_Passage for review_:
The two GP-led groups which plan and purchase healthcare services across Central Lancashire have rejected a proposed merger which would have saved around £400,000 per year.

The Greater Preston and Chorley and South Ribble Clinical Commissioning Groups (CCGs) already share the vast majority of their staff and are run by the same executive team.

However, they each have a separate governing body made up of five GP directors and lay members from their respective areas.   

The membership of each CGG – which comprises every practice in the locality – was asked to vote on whether they should become a single organisation.  

But the proposal was roundly rejected, with 95 percent against the idea in Preston and 63 percent voting it down in Chorley and South Ribble.

The Chorley Citizen understands that the decision has been greeted with dismay by the near 100-strong CCG workforce, some of whom fear that the entire burden of £1.2m in cost savings which need to be made this year will now fall on them.  

One staff member said colleagues felt as though some GP directors had pressed for members to maintain the status quo.   

But Dr Sumantra Mukerji, chair of the Greater Preston CCG, said GP members would have “weighed up the pros and cons and come to their own conclusions”.

“They are smart people – and I think they have looked at what is right for their patients,” said Dr Mukerji, who stressed that he was not speaking on behalf of the membership and had to remain neutral as a CCG chair.

Dr Mukerji added that the clinical input provided by GP directors to the work of the CCG was “absolutely vital”. 

According to the latest accounts, those GP directors receive between £35,000 and £65,000 per year for working between two and three half-day sessions per week. The chairs of the two organisations receive between £115,000 and £120,000 annually, including pension contributions.

_Material supplied_:
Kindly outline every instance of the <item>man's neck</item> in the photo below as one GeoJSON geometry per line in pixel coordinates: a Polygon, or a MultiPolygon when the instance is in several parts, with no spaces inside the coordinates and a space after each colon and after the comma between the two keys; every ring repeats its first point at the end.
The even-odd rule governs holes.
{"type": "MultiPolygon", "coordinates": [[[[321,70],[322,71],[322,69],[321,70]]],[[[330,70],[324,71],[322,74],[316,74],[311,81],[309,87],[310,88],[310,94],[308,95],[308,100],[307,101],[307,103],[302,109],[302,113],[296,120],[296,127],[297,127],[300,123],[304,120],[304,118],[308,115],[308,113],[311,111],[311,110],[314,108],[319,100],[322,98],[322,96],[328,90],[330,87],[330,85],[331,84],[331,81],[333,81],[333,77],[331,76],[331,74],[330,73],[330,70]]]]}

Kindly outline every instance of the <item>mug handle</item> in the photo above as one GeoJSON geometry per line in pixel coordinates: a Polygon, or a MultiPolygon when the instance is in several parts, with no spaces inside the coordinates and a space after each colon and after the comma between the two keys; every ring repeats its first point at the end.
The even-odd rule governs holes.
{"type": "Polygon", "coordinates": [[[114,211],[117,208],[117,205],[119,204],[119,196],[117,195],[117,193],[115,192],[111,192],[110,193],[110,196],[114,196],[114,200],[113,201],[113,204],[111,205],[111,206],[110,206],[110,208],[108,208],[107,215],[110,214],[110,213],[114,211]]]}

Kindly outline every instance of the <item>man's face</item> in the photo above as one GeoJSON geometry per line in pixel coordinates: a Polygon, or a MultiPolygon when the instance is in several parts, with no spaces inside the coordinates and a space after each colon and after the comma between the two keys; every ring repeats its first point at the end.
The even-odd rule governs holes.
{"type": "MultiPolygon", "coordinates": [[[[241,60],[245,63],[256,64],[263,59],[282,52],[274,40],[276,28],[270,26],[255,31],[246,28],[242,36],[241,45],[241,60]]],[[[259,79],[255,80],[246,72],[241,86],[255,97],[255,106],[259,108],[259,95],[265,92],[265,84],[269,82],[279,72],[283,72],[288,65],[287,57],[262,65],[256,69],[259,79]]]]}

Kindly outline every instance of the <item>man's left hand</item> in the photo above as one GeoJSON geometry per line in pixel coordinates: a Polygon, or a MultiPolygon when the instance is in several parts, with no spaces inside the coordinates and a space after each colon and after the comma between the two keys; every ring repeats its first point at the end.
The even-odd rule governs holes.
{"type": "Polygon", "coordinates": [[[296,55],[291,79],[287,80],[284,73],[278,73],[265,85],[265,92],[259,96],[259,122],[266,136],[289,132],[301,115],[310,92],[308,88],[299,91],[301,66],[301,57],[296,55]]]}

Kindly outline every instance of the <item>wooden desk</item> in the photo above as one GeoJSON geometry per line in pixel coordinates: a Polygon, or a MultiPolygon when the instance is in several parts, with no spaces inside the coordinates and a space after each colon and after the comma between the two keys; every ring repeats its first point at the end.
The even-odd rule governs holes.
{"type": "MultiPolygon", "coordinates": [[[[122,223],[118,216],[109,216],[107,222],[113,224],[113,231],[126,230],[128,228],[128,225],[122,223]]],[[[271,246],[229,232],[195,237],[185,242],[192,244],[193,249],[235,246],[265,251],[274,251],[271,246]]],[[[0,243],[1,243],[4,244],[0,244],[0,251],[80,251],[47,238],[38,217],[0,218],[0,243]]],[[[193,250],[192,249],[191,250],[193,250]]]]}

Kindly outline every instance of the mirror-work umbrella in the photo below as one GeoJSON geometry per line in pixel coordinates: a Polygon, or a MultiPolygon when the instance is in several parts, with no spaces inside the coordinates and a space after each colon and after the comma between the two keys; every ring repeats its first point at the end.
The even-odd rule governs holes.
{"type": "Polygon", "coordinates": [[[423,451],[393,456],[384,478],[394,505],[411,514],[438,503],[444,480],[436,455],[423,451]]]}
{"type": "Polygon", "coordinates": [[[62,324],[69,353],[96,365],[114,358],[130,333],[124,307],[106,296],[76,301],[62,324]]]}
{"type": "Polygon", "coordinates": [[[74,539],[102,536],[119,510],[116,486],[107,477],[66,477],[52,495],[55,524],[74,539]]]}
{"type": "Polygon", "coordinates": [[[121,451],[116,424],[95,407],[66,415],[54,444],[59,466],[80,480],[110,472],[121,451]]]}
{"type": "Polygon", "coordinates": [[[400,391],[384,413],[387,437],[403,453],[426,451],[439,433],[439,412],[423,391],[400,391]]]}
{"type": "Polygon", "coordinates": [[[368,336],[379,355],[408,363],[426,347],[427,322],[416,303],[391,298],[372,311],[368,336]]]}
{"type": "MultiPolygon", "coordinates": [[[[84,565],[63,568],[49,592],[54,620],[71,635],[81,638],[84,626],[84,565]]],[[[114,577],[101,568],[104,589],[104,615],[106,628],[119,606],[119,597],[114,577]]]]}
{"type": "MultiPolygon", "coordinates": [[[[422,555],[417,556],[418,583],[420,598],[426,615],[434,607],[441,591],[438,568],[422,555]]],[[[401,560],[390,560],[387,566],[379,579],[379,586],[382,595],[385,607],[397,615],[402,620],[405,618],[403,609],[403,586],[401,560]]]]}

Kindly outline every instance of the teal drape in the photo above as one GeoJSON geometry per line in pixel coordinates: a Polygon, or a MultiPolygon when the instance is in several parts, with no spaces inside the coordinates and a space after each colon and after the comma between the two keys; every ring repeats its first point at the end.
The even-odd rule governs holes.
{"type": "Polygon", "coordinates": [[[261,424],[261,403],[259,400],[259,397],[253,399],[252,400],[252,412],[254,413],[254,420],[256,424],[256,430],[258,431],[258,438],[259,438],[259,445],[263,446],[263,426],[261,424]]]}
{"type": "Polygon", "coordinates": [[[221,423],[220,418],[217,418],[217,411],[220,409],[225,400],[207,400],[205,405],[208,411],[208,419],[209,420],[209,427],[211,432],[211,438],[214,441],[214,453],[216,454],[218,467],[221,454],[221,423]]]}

_Problem_:
Resume the article above about the rejected merger of the two Central Lancashire CCGs, starting right after its final sentence. The data is separate from the article about the rejected CCG merger.

_Output for this exercise_:
The creation of a single governing body would have contributed to about a third of the required savings in CCG running costs which have been demanded by the government during 2019/20.    

Dr Gora Bangi, chair of Chorley and South Ribble CCG, said that he took seriously the potential implications of the decision for staff.

“I’ll leave no stone unturned if even one staff member has to lose their job. I’m also absolutely clear that we need to reflect on this whole piece of work and [ensure] that we learn from it,” Dr. Bangi said.

Denis Gizzi, chief officer at both CCGs, said that all governing body members have to comply with strict policies to manage conflicts of interest – and that independent lay members had been assured that they had done so throughout the month which members were given to decide how to vote.

“My staff might think that it wasn’t such a good decision, because there was an obvious way to make savings and [members] haven’t taken it.

“My role is to keep engaging the staff and explaining that there are many ways of achieving that savings target without a merger – [which] wasn’t going to deliver it in full anyway.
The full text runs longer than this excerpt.